Requirement:
Report each line of the records below that holds the word "found".

Records supplied:
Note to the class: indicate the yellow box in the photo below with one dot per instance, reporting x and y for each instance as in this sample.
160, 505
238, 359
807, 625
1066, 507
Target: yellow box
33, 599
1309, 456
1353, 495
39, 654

---

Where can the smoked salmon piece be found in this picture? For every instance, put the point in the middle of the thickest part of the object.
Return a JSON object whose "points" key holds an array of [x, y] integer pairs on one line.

* * *

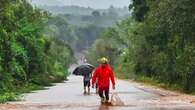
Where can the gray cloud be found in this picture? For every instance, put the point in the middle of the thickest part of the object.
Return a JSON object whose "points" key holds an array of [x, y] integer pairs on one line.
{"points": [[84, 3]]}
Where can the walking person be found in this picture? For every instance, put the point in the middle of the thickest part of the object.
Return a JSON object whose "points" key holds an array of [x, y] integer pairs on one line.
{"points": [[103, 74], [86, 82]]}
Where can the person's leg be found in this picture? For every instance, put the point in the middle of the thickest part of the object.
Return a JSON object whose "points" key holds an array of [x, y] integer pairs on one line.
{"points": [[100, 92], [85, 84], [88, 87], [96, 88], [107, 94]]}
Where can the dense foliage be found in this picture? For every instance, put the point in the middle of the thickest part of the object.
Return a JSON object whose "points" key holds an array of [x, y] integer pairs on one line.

Answer box:
Where can the smoked salmon piece be found in this picture? For every instance, put the point in the middle of the thickest part of the object.
Where can the gray cloud be found in this picture? For every instance, put the point in the middle of the thickest part of the object.
Where can the walking person be found in this picture? For every instance, put the point in the middle of the thickest part of the object.
Where can the person's leg be found in this picture? For every instance, put the point in the middle of the thickest part of the object.
Where can the dense foliage be found in this picture? For every instance, put the point in the middle of the thickest part of the object.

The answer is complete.